__Your instructions__:
Nothing but the text should be carried over: reproduce all the data exactly and leave out every image.

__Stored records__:
★ ★ ★ ★ ★ ★ ★

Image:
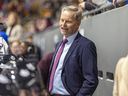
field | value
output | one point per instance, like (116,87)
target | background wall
(109,31)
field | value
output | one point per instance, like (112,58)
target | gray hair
(76,9)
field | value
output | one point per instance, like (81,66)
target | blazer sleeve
(117,77)
(89,70)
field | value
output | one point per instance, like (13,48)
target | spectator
(102,3)
(14,29)
(87,5)
(121,79)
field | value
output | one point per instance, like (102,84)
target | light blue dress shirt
(58,87)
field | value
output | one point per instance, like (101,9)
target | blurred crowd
(21,19)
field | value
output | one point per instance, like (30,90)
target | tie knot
(65,41)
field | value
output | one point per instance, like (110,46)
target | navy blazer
(79,72)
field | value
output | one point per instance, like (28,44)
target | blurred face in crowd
(11,19)
(68,23)
(15,48)
(18,48)
(23,48)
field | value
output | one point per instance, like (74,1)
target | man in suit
(75,73)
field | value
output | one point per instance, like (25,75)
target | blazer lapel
(54,57)
(73,46)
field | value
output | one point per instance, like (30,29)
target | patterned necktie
(56,60)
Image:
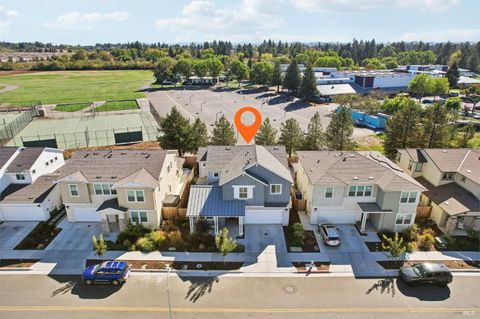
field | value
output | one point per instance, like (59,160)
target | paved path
(225,297)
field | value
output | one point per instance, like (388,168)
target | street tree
(267,134)
(308,84)
(175,132)
(277,77)
(291,135)
(291,81)
(403,129)
(339,131)
(223,132)
(315,138)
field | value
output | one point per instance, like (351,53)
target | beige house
(363,188)
(452,179)
(120,186)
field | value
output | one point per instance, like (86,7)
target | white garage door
(338,217)
(84,215)
(264,216)
(24,213)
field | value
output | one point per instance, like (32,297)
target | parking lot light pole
(167,266)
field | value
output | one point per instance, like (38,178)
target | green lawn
(118,106)
(75,86)
(72,107)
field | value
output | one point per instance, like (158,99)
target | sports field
(74,86)
(87,131)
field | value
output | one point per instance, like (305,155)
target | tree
(277,77)
(315,139)
(99,246)
(176,132)
(453,74)
(239,70)
(267,135)
(435,125)
(164,70)
(291,81)
(339,131)
(223,132)
(420,85)
(394,245)
(224,243)
(403,129)
(308,84)
(262,73)
(291,135)
(199,135)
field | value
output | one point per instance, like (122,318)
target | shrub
(145,244)
(175,238)
(158,237)
(410,247)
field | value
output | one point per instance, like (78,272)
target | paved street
(144,296)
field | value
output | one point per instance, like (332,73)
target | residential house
(241,185)
(347,187)
(452,180)
(27,188)
(119,186)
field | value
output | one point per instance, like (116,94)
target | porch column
(364,222)
(192,224)
(215,221)
(240,226)
(105,224)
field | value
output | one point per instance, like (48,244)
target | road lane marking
(235,310)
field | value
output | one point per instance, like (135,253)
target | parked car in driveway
(436,273)
(330,235)
(109,272)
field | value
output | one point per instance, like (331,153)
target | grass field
(117,106)
(71,107)
(74,86)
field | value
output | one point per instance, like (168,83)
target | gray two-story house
(241,185)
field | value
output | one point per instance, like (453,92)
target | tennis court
(99,130)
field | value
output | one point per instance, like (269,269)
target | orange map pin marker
(248,132)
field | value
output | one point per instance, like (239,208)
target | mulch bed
(322,267)
(452,264)
(40,237)
(177,265)
(17,263)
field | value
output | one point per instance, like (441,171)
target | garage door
(24,213)
(338,217)
(263,217)
(83,215)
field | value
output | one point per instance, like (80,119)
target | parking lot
(210,104)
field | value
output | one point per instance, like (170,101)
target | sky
(183,21)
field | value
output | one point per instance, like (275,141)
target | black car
(434,273)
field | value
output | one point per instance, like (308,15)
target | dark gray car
(435,273)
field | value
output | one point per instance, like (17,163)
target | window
(403,219)
(408,197)
(275,189)
(135,196)
(328,192)
(360,191)
(73,190)
(448,176)
(138,217)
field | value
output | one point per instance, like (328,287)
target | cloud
(77,20)
(247,20)
(443,35)
(365,5)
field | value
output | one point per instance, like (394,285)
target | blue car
(109,272)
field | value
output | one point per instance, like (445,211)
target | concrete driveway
(12,233)
(265,248)
(75,236)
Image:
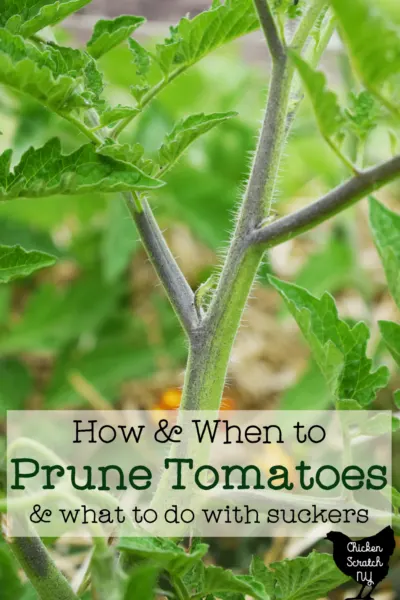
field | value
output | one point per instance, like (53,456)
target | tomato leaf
(46,171)
(385,225)
(29,16)
(185,133)
(373,41)
(325,102)
(391,336)
(308,578)
(15,262)
(110,33)
(163,553)
(54,76)
(193,38)
(337,348)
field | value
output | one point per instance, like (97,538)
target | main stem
(212,344)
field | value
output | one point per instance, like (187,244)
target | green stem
(48,581)
(151,94)
(211,345)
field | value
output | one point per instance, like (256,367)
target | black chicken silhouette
(366,560)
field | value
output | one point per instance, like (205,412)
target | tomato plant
(68,83)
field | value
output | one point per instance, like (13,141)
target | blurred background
(97,331)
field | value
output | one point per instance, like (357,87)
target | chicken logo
(366,560)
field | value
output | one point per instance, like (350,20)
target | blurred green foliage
(81,315)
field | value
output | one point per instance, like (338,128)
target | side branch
(179,291)
(270,29)
(329,205)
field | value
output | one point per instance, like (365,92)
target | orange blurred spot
(171,399)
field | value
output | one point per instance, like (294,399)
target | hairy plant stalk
(211,344)
(331,204)
(41,570)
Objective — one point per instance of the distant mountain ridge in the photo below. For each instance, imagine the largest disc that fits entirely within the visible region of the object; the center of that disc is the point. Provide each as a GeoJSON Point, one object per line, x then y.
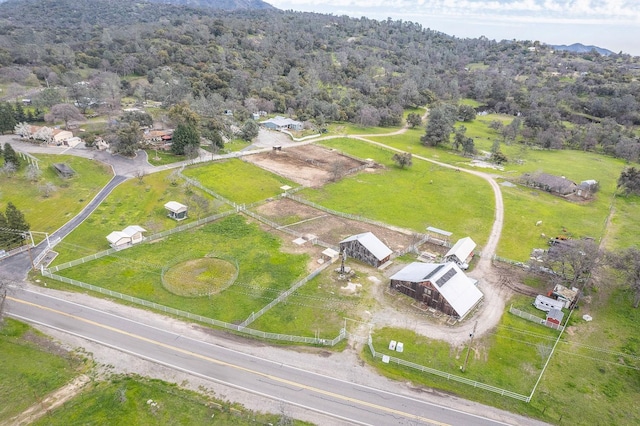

★ ★ ★ ★ ★ ★ ★

__Output for this task__:
Image:
field | value
output | one point per instance, like (116,87)
target | background wall
(109,31)
field | value
output | one point per instance, like (112,58)
target | gray hair
(76,9)
field | value
output | one point per instance, like (81,66)
target | blazer sleeve
(117,77)
(89,70)
field | value
output | one point per instance, like (13,48)
target | spectator
(102,3)
(14,29)
(87,5)
(121,79)
field | value
output | one point per instance, like (102,84)
target | light blue dress shirt
(58,87)
field | value
output | one point per instance, like (101,9)
target | blurred crowd
(21,19)
field | value
output | one point per instance, like (30,90)
target | tie knot
(65,41)
field | value
output | one point per instance, like (110,46)
target | navy blazer
(79,72)
field | value
output | one point per instance, like (28,44)
target | blurred face in crowd
(11,19)
(68,23)
(15,48)
(18,48)
(23,48)
field | value
output | one point per instance, like (74,1)
target | man in suit
(75,73)
field | value
output | one point per instance, like (25,75)
target | blazer lapel
(54,57)
(73,46)
field | value
output | one point per instance, like (30,29)
target | patterned necktie
(56,60)
Image:
field | value
output | one point per instance, like (59,160)
target | paved path
(225,297)
field | value
output | one point per instance, like (388,168)
target | street tree
(267,134)
(308,84)
(175,132)
(277,77)
(291,135)
(291,81)
(403,129)
(339,131)
(223,132)
(315,138)
field | value
output | one point per instance, like (351,53)
target | beige house
(363,188)
(452,179)
(120,186)
field | value
output | one point per instance, like (86,7)
target | white garage door
(338,217)
(84,215)
(264,216)
(24,213)
field | value
output | one point per instance, like (32,297)
target | parking lot light pole
(167,266)
field | value
output | one point per instance, like (38,178)
target | green lawn
(118,106)
(75,86)
(72,107)
field | value
output | one point per instance, like (158,99)
target | sports field
(74,86)
(87,131)
field | value
output | one point per instance, like (305,155)
target | tree
(277,77)
(315,139)
(99,246)
(176,132)
(453,74)
(239,70)
(267,135)
(435,125)
(164,70)
(291,81)
(339,131)
(223,132)
(420,85)
(394,245)
(224,243)
(403,129)
(308,84)
(262,73)
(291,135)
(199,135)
field | value
output | one point per instance, like (122,318)
target | shrub
(145,244)
(175,238)
(158,237)
(410,247)
field | value
output | one point per instance, like (78,272)
target | paved street
(144,296)
field | value
output | one point per instance, like (332,73)
target | residential house
(241,185)
(347,187)
(452,180)
(27,188)
(119,186)
field | value
output | one point per instance, like (116,94)
target | porch column
(364,222)
(192,224)
(215,221)
(240,226)
(105,224)
field | value
output | one point per instance, like (48,244)
target | road lane marking
(235,310)
field | value
output | one point per instance, like (135,253)
target | parked car in driveway
(436,273)
(330,235)
(109,272)
field | value
output | one point per instance, like (331,153)
target | grass field
(117,106)
(71,107)
(74,86)
field | value
output | one point per instance, like (168,83)
target | gray two-story house
(241,185)
field | value
output | one point per instance, like (453,92)
target | tennis court
(99,130)
field | value
output | one point per instance, like (269,269)
target | orange map pin marker
(248,132)
field | value
output | one point per instance, like (239,208)
target | mulch bed
(322,267)
(452,264)
(40,237)
(177,265)
(17,263)
field | value
output | one point per instance, like (441,171)
target | garage door
(24,213)
(338,217)
(263,217)
(83,215)
field | value
output | one point per instance, like (80,119)
target | parking lot
(210,104)
field | value
output | one point per instance, like (170,101)
target | sky
(183,21)
field | value
output | one point per instance, like (275,141)
target | black car
(434,273)
field | value
output | one point per instance, like (308,15)
target | dark gray car
(435,273)
field | value
output | one point per instance, like (17,163)
target | window
(403,219)
(408,197)
(275,189)
(135,196)
(328,192)
(360,191)
(73,190)
(448,176)
(138,217)
field | value
output | one point per instance, like (328,287)
target | cloud
(77,20)
(247,20)
(443,35)
(365,5)
field | value
output | one point per instance, like (394,285)
target | blue car
(109,272)
field | value
output | one point per instance, like (445,211)
target | concrete driveway
(12,233)
(265,248)
(75,236)
Image:
field | value
output | one point per instance, like (53,456)
target | tomato leaf
(46,171)
(385,225)
(29,16)
(185,133)
(373,41)
(325,102)
(391,336)
(308,578)
(15,262)
(110,33)
(163,553)
(54,76)
(193,38)
(337,348)
field | value
output | one point per instance, like (97,538)
target | main stem
(212,344)
field | value
output | one point per instance, like (187,244)
target | green stem
(48,581)
(151,94)
(211,345)
field | value
output | one point per instance, like (256,367)
target | black chicken silhouette
(366,560)
field | value
output | one point per instance, like (205,412)
target | tomato plant
(68,83)
field | value
output | one point per instance, like (13,141)
target | blurred background
(97,331)
field | value
output | one point per instance, like (357,87)
target | chicken logo
(366,560)
field | value
output | one point per instance, like (350,20)
target | blurred green foliage
(81,315)
field | value
output | one point per instance, like (338,128)
target | side branch
(179,291)
(270,29)
(329,205)
field | value
output | one point per instance, like (365,92)
target | orange blurred spot
(171,399)
field | value
output | one point per instance, like (294,399)
target | hairy plant stalk
(211,344)
(331,204)
(41,570)
Objective — one point per instance of the distant mountain ridge in the photo below. For each instance, imagine the largest disc that fits entirely within the visible region of the object; the center of that disc is the point. Provide each as a GeoJSON Point, one object per line, x then y.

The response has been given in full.